→ **The problem**
Retype each record exactly, please. Skip none.

→ **Excerpted data**

■ ■ ■ ■ ■

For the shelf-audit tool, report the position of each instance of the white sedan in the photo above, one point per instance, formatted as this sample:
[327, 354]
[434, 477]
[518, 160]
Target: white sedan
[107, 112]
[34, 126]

■ ■ ■ ■ ■

→ **Finished task**
For the shelf-audit tool, report the position of each instance of the white sedan in the photo above, one point per instance, formatted as this sample:
[327, 354]
[434, 477]
[518, 160]
Target: white sedan
[107, 112]
[34, 126]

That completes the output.